Excerpted text

════════════════════

# Fried Buffala di Mozzarella & Saffron Flour



## Margi Cintrano (Apr 3, 2012)

Good Morning from Gargano,

How do you fry Buffala di Mozzarella ? What other dishes do you use this water buffalo cheese in or with ? Would love to hear from all of you ...

A favourite recipe of my male twin grandsons, Fillippo and Christophe is Mozzarelline allo Zafferano, which is Fried Buffala di Mozzarella with Saffron Flour ... Saffron grows abundantly in nearby Abruzzi and Molise Provinces ...  so, here goes the recipe ...   

MOZZARELLINE ALLO ZAFFERANO ... 

150 grams of all purpose flour
Buffala di Mozzarella ( 12 rounds or circular ball shaped )
*** Melon scooper or cookie cutters ...
Breadcrumbs 
salt and pepper
Saffron threads ( 12 - 15 )

════════════════════

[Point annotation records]
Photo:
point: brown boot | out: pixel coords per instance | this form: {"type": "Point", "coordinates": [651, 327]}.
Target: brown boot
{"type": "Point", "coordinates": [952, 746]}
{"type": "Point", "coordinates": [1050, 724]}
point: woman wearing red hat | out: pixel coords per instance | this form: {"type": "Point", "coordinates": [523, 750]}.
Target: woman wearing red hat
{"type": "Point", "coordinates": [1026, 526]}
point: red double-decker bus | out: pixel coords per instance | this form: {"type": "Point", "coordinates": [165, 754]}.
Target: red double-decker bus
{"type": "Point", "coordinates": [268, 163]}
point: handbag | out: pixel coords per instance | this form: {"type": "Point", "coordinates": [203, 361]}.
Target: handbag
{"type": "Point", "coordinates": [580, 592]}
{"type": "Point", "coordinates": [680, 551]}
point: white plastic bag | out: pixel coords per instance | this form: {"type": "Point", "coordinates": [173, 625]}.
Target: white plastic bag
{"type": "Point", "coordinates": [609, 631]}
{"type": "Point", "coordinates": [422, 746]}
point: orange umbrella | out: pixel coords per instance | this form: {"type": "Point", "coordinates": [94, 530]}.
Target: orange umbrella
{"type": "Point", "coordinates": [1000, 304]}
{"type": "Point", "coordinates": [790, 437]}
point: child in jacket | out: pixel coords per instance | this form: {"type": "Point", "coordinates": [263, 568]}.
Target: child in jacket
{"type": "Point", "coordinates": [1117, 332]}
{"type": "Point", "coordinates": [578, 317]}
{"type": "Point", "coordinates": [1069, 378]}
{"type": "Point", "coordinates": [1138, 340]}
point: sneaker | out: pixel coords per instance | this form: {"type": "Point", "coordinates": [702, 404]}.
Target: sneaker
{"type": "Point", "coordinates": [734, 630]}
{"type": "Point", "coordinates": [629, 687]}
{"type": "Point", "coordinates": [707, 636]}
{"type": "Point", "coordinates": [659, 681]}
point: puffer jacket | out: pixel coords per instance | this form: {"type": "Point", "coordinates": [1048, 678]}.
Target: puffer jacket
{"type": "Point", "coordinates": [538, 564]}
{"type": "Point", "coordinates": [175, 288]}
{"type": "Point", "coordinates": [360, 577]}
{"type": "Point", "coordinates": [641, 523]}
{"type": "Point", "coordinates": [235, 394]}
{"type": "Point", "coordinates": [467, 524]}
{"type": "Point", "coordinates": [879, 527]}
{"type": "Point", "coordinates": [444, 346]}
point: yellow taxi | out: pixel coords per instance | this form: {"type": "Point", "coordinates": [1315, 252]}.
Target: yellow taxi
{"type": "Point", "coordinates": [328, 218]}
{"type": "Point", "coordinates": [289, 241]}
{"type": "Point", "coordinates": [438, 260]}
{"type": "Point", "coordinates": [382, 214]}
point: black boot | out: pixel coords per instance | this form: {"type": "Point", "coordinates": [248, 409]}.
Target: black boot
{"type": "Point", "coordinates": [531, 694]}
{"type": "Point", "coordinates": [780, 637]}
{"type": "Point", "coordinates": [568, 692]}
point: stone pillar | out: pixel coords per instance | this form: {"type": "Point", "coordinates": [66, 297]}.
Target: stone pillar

════════════════════

Work to complete
Carry on the forum post about fried buffalo mozzarella with saffron flour, starting right after its last line.

The result
Herbs ( oregano, basil, parsley ) dried 


1.) Dilute the saffron threads in 4 teaspoons of warmish to hot water ( simmered water  ) with salt in a bowl 20 to 30 mins. The water shall be a reddish burnt sienna color. 

2.) 20 to 30 minutes later: add flour, little by little to create a batter, that is not too thick. 

3.) The idea is to make cheeseballs from the slab of the Buffala di Mozzarella ... so that you can dredge the cheeseballs, in the flour & saffron mixture; shaking off excess. 

4.) then dredge in the herbed bread crumbs, shaking off excess. 

5.) sauté the balls, in  medium to high EVOO until GOLDEN ...

Serve these as an antipasti or appetiser ...

The kids love them ... I cannot make enough ... 

Have a lovely Holiday.
Margi.


----------



## Luca Lazzari (Apr 3, 2012)

Margi, I have to fail you on this one!
The only way I like mozzarella di bufala is just eating it as it is. Sometimes I sprinkle some olive oil and salt, but if I can get the REAL thing, I just bite it to the end.
And I got a lot of the real ones about 15 years ago. I spent a summer holiday with some friend near Castel Volturno, in the heartland of mozzarella di bufala production: we never got tired of eating mozzarella.

Buon appetito!
Luca


----------



## Margi Cintrano (Apr 3, 2012)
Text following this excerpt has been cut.